* [Source text]:
To the best of our knowledge, there is limited research on leveraging deep learning techniques to effectively address the challenges of landmark detection and localization for autonomous underwater docking guidance. In response to these challenges, this study proposed a novel methodology comprising a docking mark detection algorithm and a target positioning algorithm. These methods significantly improved the precision and reliability of underwater mark detection, thereby enhancing the efficacy and safety of underwater docking and recovery operations.

The principal contributions of this research are outlined as follows.

A novel visual guidance framework was proposed for underwater drop-in docking. It incorporated cascaded detection and a positioning strategy that integrated the active and passive markers. The strategy utilized light arrays for long-distance guidance and AprilTag for close-range positioning, effectively combining the benefits of an extended operational range with high precision.
This study introduced a novel network model, YOLO-D, designed to detect and localize docking marks under complex underwater visual conditions. The model utilized the adaptive convolution kernel, AKConv, which dynamically adjusted its sampling shape and parameter count based on the specific characteristics of the images and targets, thereby enhancing the accuracy and efficiency of feature extraction. To improve the detection of small underwater targets, the CONTAINER mechanism was incorporated for context enhancement and feature refinement. In addition, a BiFPN was integrated to enable efficient multi-scale feature fusion, allowing faster and more effective processing of multi-scale targets at various distances during underwater docking.
We constructed a dedicated underwater docking marker dataset and conducted camera calibration, comparison, and ablation tests for underwater target detection. In comparison to the baseline model, YOLOv11n, the proposed YOLO-D method demonstrated enhancements of 1.5% in precision, 5% in recall, 4.2% in mAP@0.5, and 3.57% in the F1 score. In addition, a successful underwater landing docking visual guidance pool test was conducted, achieving a 90% recovery success rate. These results validated the feasibility of the proposed docking guidance method.

The remainder of this paper is organized as follows. Section 2 introduces the underwater docking guidance localization framework and algorithm. Section 3 details the design and improvement methods of the YOLO-D docking target detection model and multi-signature localization algorithm. Section 4 presents the underwater docking target dataset, comparative target detection experiments, and ablation experiments and verifies the effectiveness of the proposed method through an underwater docking guidance localization experiment. In conclusion, Section 5 provides a summary of this study and explores possible avenues for future research endeavors.

2. Docking Guidance and Positioning Framework

2.1. System Structure of Docking Guiding System

A human-occupied vehicle (HOV) facilitates the docking and retrieval of an unmanned underwater vehicle (UUV) in either a bottom-sitting or underwater hovering state by using a docking station (DS). A schematic diagram and coordinate system of the underwater landing docking principle are shown in Figure 1. In Figure 1a, the reference body frame (RBF)

G - x y z

was affixed to the UUV, with its origin positioned at the center of gravity

G

of the UUV. A set of downward-facing underwater cameras was mounted at the center of the UUV to enable visual detection and positioning (Figure 1b). The north-east-down (NED) frame

E - ξ η ζ

of the geodetic coordinate system was fixed to the DS, with its origin

E

located at the center point of the DS (Figure 1c).

* [Data]:
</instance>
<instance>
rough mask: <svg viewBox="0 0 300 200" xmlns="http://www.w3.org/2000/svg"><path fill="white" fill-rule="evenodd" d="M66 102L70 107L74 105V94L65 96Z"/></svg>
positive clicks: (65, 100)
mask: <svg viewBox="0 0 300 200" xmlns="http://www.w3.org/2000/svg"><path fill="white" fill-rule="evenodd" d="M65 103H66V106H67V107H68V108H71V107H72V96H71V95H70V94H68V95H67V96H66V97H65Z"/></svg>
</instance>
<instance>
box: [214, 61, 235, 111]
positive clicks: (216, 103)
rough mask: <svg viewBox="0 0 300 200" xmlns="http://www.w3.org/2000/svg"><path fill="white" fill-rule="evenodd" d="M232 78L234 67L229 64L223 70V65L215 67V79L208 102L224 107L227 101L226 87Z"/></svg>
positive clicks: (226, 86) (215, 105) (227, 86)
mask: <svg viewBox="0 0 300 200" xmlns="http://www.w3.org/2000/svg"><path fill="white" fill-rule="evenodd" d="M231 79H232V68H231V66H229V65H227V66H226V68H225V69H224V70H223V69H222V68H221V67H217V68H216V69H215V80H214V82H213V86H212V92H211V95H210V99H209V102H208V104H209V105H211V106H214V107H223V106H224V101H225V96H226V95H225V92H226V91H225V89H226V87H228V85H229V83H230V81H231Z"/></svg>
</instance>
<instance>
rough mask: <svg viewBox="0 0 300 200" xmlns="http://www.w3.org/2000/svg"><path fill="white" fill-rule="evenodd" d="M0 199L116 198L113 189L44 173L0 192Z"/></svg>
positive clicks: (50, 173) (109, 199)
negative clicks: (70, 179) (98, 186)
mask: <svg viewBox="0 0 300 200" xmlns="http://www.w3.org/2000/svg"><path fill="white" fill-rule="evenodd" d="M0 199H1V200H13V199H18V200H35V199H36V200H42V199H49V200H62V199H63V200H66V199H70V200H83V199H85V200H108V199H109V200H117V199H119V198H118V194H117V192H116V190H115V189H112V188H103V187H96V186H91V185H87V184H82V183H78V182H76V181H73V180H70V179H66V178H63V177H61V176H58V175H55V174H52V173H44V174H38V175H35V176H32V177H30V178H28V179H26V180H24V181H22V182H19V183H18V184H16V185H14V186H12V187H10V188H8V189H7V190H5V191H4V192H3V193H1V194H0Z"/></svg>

* [To do]:
(A) How would you say this sentence from the underwater docking passage in Spanish: "These results validated the feasibility of the proposed docking guidance method."
(B) Write out the underwater docking passage word for word, from "The remainder of" up to and including "future research endeavors.".
(C) Can you carry on the underwater docking passage, picking up right after its final sentence?

* [Responses to the tasks]:
(A) Estos resultados validaron la viabilidad del método de guía de acoplamiento propuesto.

(B)
The remainder of this paper is organized as follows. Section 2 introduces the underwater docking guidance localization framework and algorithm. Section 3 details the design and improvement methods of the YOLO-D docking target detection model and multi-signature localization algorithm. Section 4 presents the underwater docking target dataset, comparative target detection experiments, and ablation experiments and verifies the effectiveness of the proposed method through an underwater docking guidance localization experiment. In conclusion, Section 5 provides a summary of this study and explores possible avenues for future research endeavors.

(C)
During the underwater landing docking procedure, the UUV employed an underwater camera to capture real-time images of the DS and its markers. A visual guidance positioning algorithm was employed to compute the relative position and orientation between the UUV and the DS in real time. Simultaneously, the auxiliary and main propulsion systems of the UUV were automatically adjusted to realign its position and attitude during vertical descent. Upon completion of the docking and recovery processes, the states of points G (on the UUV) and E (on the DS) were nearly identical (Figure 1d).

The underwater landing, docking, guidance, and positioning system developed in this study is illustrated in Figure 2. It consisted of two main components: a UUV and a DS. As shown in Figure 2a, a set of downward-facing underwater cameras was mounted at the center of the UUV to capture the images of the underwater docking markers. Two propulsion units positioned at the front and rear of the UUV enabled horizontal and vertical maneuvers. Additionally, a rudder, elevator, and main propulsion device at the rear regulated underwater navigation. Figure 2b depicts a DS featuring five underwater lights and an AprilTag symmetrically arranged along its centerline to serve as a docking marker. V-shaped mechanical guide devices were located at the head and tail of the DS for passive guidance, whereas a retractable mechanical arm at its center provided active guidance and positive locking.

2.2. Docking Guidance Strategies

To ensure the safe and reliable execution of the underwater landing and docking process, machine vision should provide stable, accurate, and efficient guidance and positioning. The most prevalent docking approach is the cage-type mode [19], which typically utilizes a single type of target, such as a light array or two-dimensional code, as a positioning marker. However, this method cannot simultaneously optimize the range and detection accuracy. At long distances, the light array served as a docking marker. However, it fell outside the camera’s field of view at a close range. Consequently, the UUV relied only on its inertia, mechanical guidance, or collision with the cage for docking and recovery. Another method involves the application of specialized markers [20]. Although it can be highly accurate, it can severely limit the effective range for underwater positioning.

Building on insights from the literature, this study proposed an active/passive landmark cascade underwater guidance and positioning strategy. This strategy was designed to determine the 4-DOF pose information

P_{o u t} = {[\begin{matrix} ξ, η, ζ, ψ \end{matrix}]}^{T}

of the UUV relative to the DS. The approach employed a two-stage fusion visual positioning method that utilized both active and passive visual landmarks.

Level I guidance adopted an array of lights as visual markers, offering a considerable visible range owing to their active light emission. However, at closer distances, light scattering introduced certain errors in estimating the center of the guidance light source, making this method suitable only for coarse posture adjustments during docking. In addition, in the final stages of docking, it became difficult to maintain all guidance lights within the field of view of the camera, leading to a high failure rate.
Level II guidance utilized a specific graphic, AprilTag, as an identification marker, estimating the pose by detecting its characteristic points. This method offered high positioning accuracy. However, its effectiveness was limited by underwater visibility, which is influenced by certain factors such as water quality, turbidity, and illumination. Consequently, it may be suitable for fine adjustments during docking.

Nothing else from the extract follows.